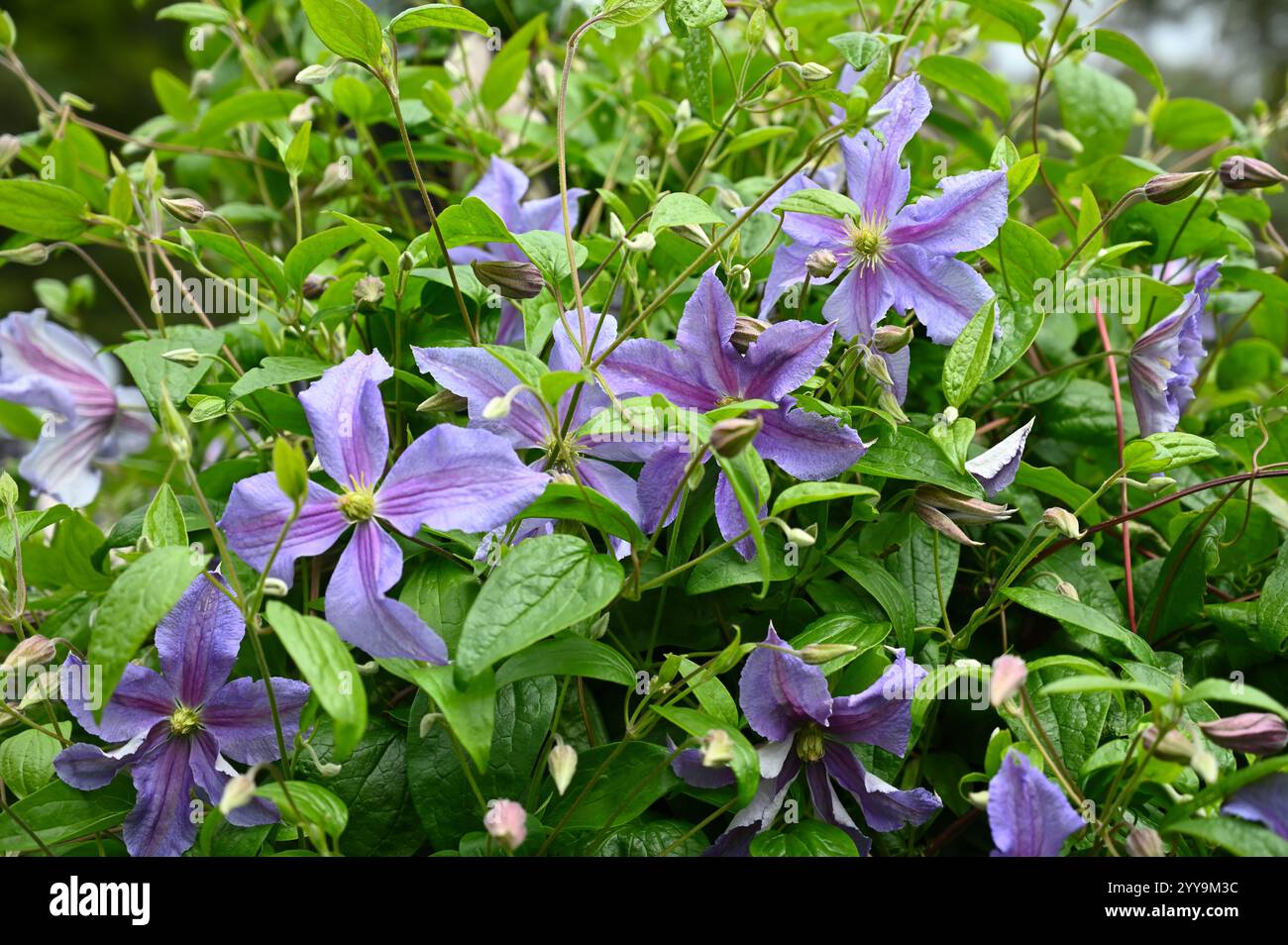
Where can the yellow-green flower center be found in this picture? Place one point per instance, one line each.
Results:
(809, 743)
(184, 720)
(359, 503)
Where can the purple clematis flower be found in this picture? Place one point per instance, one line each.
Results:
(1028, 814)
(502, 188)
(481, 377)
(704, 370)
(1164, 361)
(88, 415)
(995, 469)
(176, 727)
(447, 479)
(1263, 801)
(894, 254)
(787, 702)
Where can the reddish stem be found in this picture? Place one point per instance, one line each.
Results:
(1122, 486)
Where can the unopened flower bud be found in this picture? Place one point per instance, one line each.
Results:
(1171, 747)
(716, 748)
(445, 402)
(876, 368)
(34, 651)
(369, 291)
(509, 279)
(816, 654)
(1144, 841)
(1009, 675)
(314, 286)
(506, 823)
(239, 791)
(820, 262)
(9, 149)
(892, 338)
(746, 330)
(1241, 172)
(31, 254)
(730, 437)
(1063, 522)
(1254, 733)
(1170, 188)
(563, 764)
(184, 209)
(187, 357)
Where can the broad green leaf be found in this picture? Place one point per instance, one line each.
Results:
(134, 604)
(326, 665)
(544, 584)
(42, 209)
(347, 27)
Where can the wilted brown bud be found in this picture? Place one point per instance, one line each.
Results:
(1144, 841)
(314, 286)
(184, 209)
(1171, 747)
(1256, 733)
(730, 437)
(820, 262)
(945, 527)
(892, 338)
(746, 330)
(369, 291)
(510, 279)
(1241, 172)
(1168, 188)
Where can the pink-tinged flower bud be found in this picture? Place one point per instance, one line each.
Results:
(820, 262)
(892, 338)
(1063, 522)
(1241, 172)
(746, 330)
(563, 764)
(1170, 188)
(1009, 675)
(314, 286)
(1254, 733)
(1144, 841)
(506, 823)
(184, 209)
(730, 437)
(31, 652)
(1171, 747)
(369, 291)
(509, 279)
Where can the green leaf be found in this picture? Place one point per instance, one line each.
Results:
(347, 27)
(745, 764)
(636, 778)
(43, 210)
(438, 17)
(162, 524)
(540, 587)
(275, 370)
(571, 656)
(970, 78)
(806, 838)
(471, 712)
(27, 760)
(805, 493)
(967, 358)
(309, 803)
(134, 604)
(679, 209)
(326, 665)
(1078, 614)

+ + + + + + +

#### YOUR INSTRUCTIONS:
Could you give the lines again, starting at the one containing "Where can the green" and ending at the last line, but change "green leaf" to "green foliage" and leave everything else as it is?

#### FINISHED EXERCISE:
Where can the green foliage be found in this picture? Place one point per instance, one line each.
Results:
(347, 27)
(745, 764)
(636, 778)
(43, 210)
(438, 17)
(162, 524)
(540, 587)
(275, 370)
(571, 656)
(970, 78)
(806, 838)
(471, 712)
(27, 760)
(805, 493)
(967, 358)
(309, 803)
(134, 604)
(679, 209)
(326, 665)
(1078, 614)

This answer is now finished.